> [INFORMATION SHOWN]
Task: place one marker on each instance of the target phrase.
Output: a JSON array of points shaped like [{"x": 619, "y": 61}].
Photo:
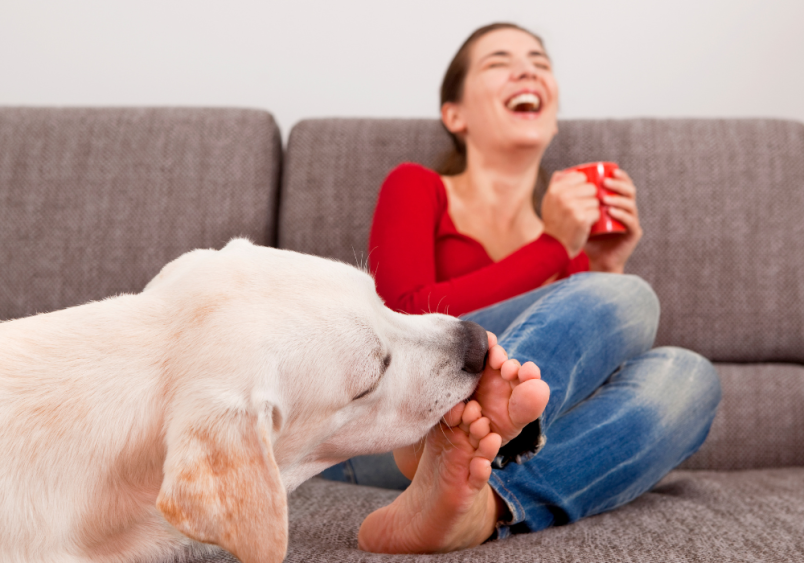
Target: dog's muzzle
[{"x": 476, "y": 347}]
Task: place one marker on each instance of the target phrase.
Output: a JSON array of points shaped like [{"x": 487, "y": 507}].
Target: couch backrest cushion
[
  {"x": 93, "y": 202},
  {"x": 721, "y": 203}
]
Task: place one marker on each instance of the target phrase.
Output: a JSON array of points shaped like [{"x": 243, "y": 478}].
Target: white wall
[{"x": 308, "y": 58}]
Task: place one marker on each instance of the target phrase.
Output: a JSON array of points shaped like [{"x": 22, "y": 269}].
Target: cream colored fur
[{"x": 133, "y": 428}]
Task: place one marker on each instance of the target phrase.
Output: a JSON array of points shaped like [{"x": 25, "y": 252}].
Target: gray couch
[{"x": 93, "y": 202}]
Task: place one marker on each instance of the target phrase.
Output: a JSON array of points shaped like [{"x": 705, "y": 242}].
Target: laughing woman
[{"x": 469, "y": 241}]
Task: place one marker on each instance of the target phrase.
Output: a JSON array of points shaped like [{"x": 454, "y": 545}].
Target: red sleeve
[{"x": 402, "y": 253}]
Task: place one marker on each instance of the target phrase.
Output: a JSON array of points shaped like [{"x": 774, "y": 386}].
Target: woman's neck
[{"x": 498, "y": 185}]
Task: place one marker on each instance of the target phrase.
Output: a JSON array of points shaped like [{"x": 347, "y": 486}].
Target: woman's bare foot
[
  {"x": 509, "y": 394},
  {"x": 449, "y": 504}
]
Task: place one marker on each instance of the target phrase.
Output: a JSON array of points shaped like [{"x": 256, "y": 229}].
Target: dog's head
[{"x": 281, "y": 364}]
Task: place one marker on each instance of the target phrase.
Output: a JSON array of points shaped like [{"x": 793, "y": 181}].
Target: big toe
[{"x": 528, "y": 401}]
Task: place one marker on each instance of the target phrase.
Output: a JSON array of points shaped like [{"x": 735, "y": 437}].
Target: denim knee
[
  {"x": 684, "y": 387},
  {"x": 630, "y": 297}
]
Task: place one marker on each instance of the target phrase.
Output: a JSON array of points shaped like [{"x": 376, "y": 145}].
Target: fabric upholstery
[
  {"x": 760, "y": 420},
  {"x": 690, "y": 517},
  {"x": 720, "y": 203},
  {"x": 93, "y": 202}
]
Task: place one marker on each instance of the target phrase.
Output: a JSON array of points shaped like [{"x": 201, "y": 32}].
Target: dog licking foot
[
  {"x": 510, "y": 395},
  {"x": 449, "y": 504}
]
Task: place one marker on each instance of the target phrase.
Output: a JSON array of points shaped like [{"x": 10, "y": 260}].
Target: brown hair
[{"x": 454, "y": 161}]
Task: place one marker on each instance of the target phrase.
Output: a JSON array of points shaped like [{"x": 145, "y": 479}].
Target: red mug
[{"x": 595, "y": 173}]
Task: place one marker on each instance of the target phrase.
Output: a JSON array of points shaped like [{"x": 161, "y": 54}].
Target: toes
[
  {"x": 496, "y": 357},
  {"x": 478, "y": 430},
  {"x": 529, "y": 371},
  {"x": 453, "y": 417},
  {"x": 480, "y": 465},
  {"x": 471, "y": 413},
  {"x": 510, "y": 369},
  {"x": 492, "y": 339},
  {"x": 528, "y": 401},
  {"x": 479, "y": 472},
  {"x": 489, "y": 447}
]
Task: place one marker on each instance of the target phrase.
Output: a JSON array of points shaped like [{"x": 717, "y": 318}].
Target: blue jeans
[{"x": 620, "y": 415}]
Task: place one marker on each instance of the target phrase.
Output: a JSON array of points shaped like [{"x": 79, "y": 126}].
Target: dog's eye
[{"x": 363, "y": 394}]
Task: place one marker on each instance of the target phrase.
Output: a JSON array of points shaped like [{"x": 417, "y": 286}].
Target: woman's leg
[
  {"x": 649, "y": 416},
  {"x": 578, "y": 331}
]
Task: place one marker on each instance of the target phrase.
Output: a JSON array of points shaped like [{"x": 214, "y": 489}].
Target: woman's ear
[
  {"x": 452, "y": 118},
  {"x": 222, "y": 485}
]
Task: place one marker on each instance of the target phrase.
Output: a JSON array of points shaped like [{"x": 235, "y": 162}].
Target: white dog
[{"x": 133, "y": 428}]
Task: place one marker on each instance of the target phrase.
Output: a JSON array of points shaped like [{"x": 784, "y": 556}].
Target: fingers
[
  {"x": 630, "y": 220},
  {"x": 621, "y": 185},
  {"x": 620, "y": 202}
]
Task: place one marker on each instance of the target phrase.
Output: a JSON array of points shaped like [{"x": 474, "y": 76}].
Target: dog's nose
[{"x": 476, "y": 347}]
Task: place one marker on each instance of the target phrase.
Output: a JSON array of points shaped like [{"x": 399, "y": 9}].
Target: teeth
[{"x": 524, "y": 102}]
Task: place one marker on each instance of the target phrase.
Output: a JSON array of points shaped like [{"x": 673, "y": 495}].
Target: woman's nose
[{"x": 524, "y": 69}]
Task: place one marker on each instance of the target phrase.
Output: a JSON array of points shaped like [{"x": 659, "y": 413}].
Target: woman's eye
[{"x": 363, "y": 394}]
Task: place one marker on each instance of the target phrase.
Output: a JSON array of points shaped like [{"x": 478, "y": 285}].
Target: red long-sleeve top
[{"x": 422, "y": 264}]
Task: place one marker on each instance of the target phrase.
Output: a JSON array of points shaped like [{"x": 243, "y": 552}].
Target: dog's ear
[{"x": 222, "y": 486}]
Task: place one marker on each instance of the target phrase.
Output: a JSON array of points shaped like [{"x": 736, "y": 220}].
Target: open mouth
[{"x": 525, "y": 103}]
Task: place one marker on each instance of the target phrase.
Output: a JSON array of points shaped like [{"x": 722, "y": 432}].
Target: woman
[{"x": 469, "y": 242}]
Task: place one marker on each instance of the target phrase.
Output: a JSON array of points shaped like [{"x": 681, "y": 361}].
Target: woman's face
[{"x": 510, "y": 96}]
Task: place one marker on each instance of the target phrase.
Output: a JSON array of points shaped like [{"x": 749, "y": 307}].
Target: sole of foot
[{"x": 449, "y": 504}]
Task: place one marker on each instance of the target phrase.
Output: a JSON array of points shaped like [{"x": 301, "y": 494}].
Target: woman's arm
[{"x": 402, "y": 253}]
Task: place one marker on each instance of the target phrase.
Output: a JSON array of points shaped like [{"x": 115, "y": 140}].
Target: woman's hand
[
  {"x": 609, "y": 254},
  {"x": 569, "y": 209}
]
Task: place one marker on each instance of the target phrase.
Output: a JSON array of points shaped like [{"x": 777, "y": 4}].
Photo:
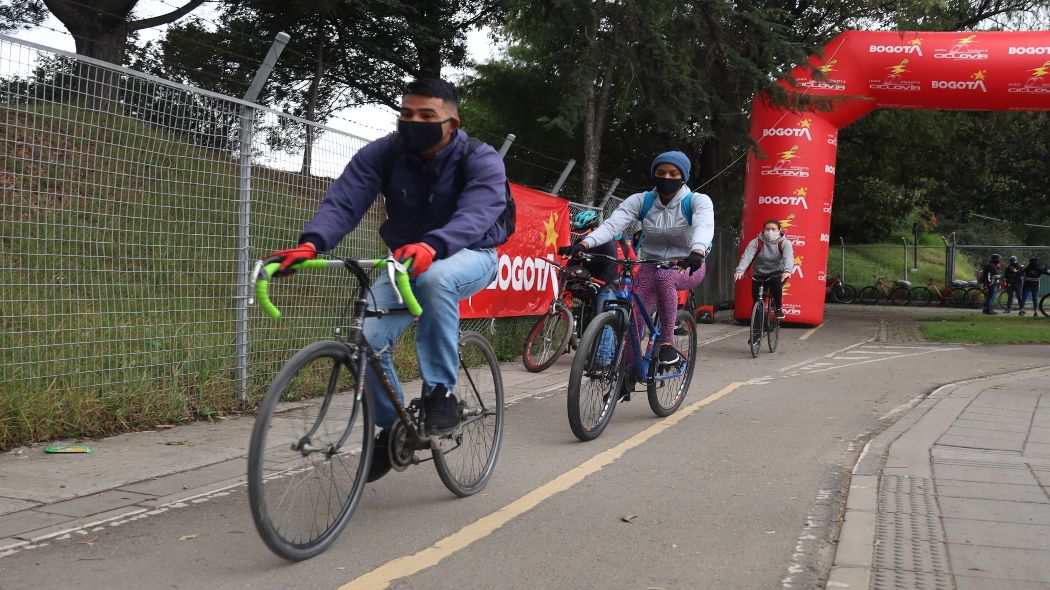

> [BRIEF]
Locate each line of the material above that contains the word "woman", and copy those lines out.

> [TASK RESPONSE]
Target: laughing woman
Target: woman's neck
Target: woman's bare foot
Target: woman's leg
Target: woman's ear
Target: woman's nose
Target: woman's eye
Target: woman
Target: woman's face
Target: woman's arm
Target: woman's hand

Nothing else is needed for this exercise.